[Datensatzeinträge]
···
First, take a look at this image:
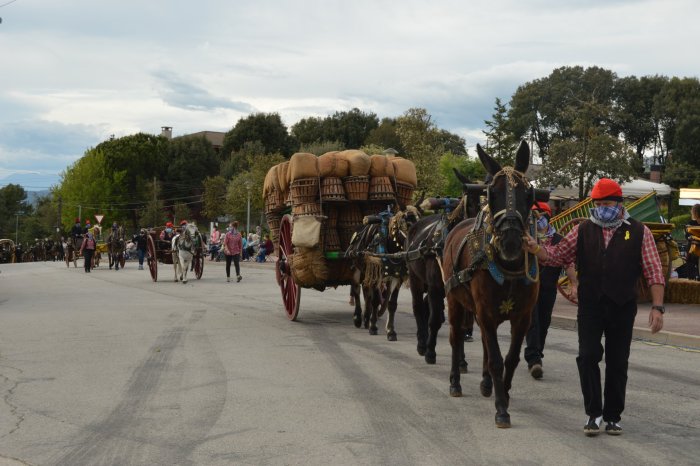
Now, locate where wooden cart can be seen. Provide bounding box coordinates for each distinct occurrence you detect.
[146,228,206,282]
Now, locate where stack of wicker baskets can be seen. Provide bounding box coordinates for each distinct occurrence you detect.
[263,150,416,286]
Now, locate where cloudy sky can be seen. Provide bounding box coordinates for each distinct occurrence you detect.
[0,0,700,190]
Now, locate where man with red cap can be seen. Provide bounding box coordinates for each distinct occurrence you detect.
[524,202,578,379]
[527,178,665,436]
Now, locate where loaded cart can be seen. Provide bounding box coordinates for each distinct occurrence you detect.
[263,150,415,320]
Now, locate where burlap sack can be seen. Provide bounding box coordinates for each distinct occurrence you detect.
[289,152,318,181]
[318,151,349,178]
[292,215,323,248]
[336,149,371,176]
[390,157,418,188]
[369,154,394,178]
[277,162,290,193]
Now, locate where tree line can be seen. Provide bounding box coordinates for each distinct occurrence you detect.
[0,66,700,246]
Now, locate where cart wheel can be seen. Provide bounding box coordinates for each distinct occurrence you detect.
[192,251,204,280]
[146,236,158,282]
[275,215,301,320]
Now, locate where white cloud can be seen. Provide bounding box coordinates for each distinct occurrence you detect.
[0,0,700,189]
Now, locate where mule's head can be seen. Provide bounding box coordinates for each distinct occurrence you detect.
[476,141,535,263]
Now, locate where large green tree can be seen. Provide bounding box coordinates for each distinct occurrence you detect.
[221,113,299,160]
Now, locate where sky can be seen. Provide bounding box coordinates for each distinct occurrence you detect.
[0,0,700,190]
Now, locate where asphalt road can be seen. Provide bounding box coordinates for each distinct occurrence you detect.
[0,262,700,466]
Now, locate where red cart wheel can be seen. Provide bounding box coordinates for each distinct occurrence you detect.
[275,215,301,320]
[146,236,158,282]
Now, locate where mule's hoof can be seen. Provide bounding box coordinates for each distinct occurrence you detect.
[479,380,493,398]
[459,359,469,374]
[496,413,510,429]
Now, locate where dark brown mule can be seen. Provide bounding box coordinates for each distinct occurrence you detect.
[443,142,539,427]
[405,170,480,366]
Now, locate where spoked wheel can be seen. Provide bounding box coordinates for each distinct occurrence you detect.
[146,236,158,282]
[275,215,301,320]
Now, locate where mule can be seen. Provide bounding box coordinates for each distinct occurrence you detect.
[171,223,200,284]
[442,141,539,428]
[346,206,418,341]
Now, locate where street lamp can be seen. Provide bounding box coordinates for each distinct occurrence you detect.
[245,180,253,234]
[15,210,24,245]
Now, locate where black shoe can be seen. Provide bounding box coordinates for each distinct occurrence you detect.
[583,416,603,437]
[605,422,622,435]
[530,362,544,380]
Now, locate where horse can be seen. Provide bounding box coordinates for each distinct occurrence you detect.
[404,174,480,364]
[346,206,419,341]
[107,225,126,270]
[442,141,539,428]
[171,223,201,284]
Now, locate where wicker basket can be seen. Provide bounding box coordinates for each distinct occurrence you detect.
[369,176,394,201]
[265,189,284,213]
[396,181,416,207]
[321,228,340,251]
[343,176,369,201]
[292,202,321,215]
[321,176,347,202]
[289,178,318,205]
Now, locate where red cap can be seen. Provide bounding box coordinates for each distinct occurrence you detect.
[591,178,622,202]
[532,201,552,217]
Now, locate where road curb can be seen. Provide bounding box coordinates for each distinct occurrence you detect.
[551,315,700,348]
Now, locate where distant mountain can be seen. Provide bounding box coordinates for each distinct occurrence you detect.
[0,173,60,192]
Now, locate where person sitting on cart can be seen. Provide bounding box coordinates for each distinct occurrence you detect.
[160,222,175,249]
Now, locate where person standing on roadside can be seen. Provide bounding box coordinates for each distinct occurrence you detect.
[224,220,243,282]
[526,178,665,437]
[80,231,97,273]
[524,202,578,379]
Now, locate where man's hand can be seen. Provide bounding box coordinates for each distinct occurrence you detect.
[649,309,664,334]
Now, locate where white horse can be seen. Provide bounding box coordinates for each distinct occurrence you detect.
[171,223,199,284]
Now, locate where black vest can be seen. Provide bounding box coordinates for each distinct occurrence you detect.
[576,218,644,305]
[540,233,563,290]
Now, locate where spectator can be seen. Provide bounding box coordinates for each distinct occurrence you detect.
[224,221,243,282]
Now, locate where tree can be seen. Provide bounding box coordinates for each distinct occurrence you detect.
[363,118,404,154]
[221,113,299,159]
[611,76,668,162]
[482,97,518,166]
[396,108,445,195]
[202,176,226,219]
[508,66,616,161]
[439,152,486,197]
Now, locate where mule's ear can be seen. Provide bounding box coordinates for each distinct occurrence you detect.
[476,144,501,176]
[452,167,471,184]
[515,139,530,174]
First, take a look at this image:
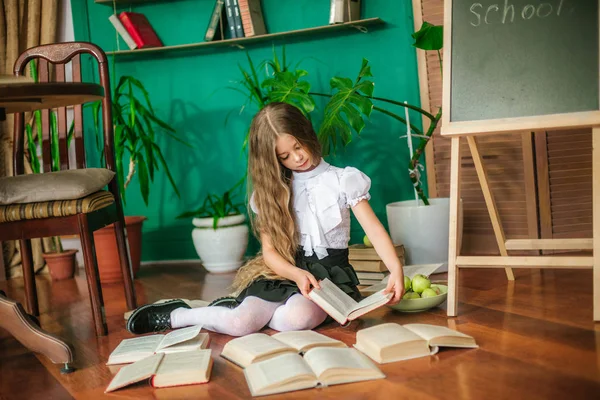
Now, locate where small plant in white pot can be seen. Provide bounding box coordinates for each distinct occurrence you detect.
[177,179,249,273]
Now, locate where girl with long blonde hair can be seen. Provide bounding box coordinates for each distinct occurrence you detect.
[127,103,404,336]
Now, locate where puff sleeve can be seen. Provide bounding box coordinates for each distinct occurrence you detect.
[340,167,371,207]
[250,192,258,214]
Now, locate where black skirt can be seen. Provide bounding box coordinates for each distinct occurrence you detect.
[237,249,361,303]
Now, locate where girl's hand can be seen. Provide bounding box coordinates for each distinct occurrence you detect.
[383,270,404,305]
[294,268,321,300]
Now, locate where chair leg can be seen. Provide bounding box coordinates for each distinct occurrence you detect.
[19,240,40,317]
[114,217,137,310]
[78,214,108,336]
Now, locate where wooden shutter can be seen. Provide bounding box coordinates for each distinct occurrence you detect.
[536,129,592,239]
[413,0,538,254]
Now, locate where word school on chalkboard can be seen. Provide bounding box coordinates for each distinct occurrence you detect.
[442,0,600,135]
[469,0,573,27]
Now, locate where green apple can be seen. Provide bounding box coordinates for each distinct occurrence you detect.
[411,274,431,293]
[421,288,438,298]
[402,292,421,300]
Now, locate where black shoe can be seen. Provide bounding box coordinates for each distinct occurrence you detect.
[208,296,240,308]
[127,300,191,335]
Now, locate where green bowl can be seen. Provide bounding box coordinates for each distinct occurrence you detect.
[388,283,448,312]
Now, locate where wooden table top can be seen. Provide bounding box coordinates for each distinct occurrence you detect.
[0,82,104,114]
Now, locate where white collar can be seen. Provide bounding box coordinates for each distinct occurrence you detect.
[292,158,329,181]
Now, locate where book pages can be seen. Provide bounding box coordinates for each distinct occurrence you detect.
[157,325,202,350]
[272,330,347,352]
[104,354,164,393]
[106,335,164,365]
[244,354,318,396]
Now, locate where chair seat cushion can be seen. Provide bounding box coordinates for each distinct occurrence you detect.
[0,190,115,223]
[0,168,115,205]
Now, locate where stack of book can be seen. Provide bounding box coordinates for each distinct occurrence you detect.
[348,244,404,290]
[108,11,163,50]
[204,0,267,42]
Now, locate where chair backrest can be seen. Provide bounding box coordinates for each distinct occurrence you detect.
[13,42,116,175]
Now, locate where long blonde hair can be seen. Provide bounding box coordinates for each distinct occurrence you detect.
[233,103,321,293]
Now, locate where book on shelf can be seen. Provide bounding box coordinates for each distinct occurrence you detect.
[308,278,392,325]
[108,14,137,50]
[244,347,385,396]
[225,0,238,39]
[237,0,267,37]
[106,325,210,365]
[204,0,225,42]
[104,350,213,393]
[221,331,347,368]
[356,270,390,281]
[0,74,35,85]
[329,0,347,24]
[233,0,244,37]
[119,11,163,49]
[348,244,404,264]
[354,323,478,364]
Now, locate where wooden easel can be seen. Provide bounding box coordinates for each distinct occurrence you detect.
[441,0,600,321]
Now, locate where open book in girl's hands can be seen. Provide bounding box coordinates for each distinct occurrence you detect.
[244,347,385,396]
[354,323,478,364]
[106,325,210,365]
[308,278,393,325]
[221,331,347,368]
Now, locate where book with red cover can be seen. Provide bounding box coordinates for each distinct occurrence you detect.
[119,11,163,49]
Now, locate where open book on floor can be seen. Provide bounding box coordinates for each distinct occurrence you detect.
[354,323,478,364]
[104,350,213,393]
[308,278,392,325]
[244,347,385,396]
[221,331,347,368]
[106,325,210,365]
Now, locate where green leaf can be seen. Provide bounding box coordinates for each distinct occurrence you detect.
[318,59,374,155]
[50,110,60,171]
[412,22,444,50]
[137,154,150,205]
[25,124,40,174]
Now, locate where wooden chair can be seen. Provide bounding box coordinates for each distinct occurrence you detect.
[0,42,136,336]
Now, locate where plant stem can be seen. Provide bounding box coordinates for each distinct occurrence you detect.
[123,158,135,189]
[408,108,442,206]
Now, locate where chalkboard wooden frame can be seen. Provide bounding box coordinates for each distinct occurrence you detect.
[440,0,600,136]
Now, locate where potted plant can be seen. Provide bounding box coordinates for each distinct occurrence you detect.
[91,74,189,283]
[177,178,249,273]
[232,22,458,270]
[25,62,78,281]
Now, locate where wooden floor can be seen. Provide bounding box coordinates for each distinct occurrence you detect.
[0,265,600,400]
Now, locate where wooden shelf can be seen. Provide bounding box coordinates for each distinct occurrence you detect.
[94,0,165,7]
[106,18,385,56]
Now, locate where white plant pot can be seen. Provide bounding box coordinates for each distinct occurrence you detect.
[192,215,248,273]
[386,198,462,272]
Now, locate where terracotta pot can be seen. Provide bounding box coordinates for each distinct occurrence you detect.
[42,250,77,281]
[94,217,147,283]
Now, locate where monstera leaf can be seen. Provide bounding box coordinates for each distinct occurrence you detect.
[412,22,444,50]
[319,59,374,155]
[262,69,315,117]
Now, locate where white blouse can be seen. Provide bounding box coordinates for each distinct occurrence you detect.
[250,159,371,259]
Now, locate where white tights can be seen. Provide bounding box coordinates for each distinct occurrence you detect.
[171,293,327,336]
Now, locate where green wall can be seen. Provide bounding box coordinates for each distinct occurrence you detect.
[72,0,426,260]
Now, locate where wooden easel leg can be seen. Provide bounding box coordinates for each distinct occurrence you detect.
[447,137,461,317]
[467,136,515,281]
[592,128,600,322]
···
Deine Aufgabe —
Zähle die Zeilen oben, in denen das Wort „open“ vorkommt. Gib ausschließlich die Anzahl an.

Antwort —
2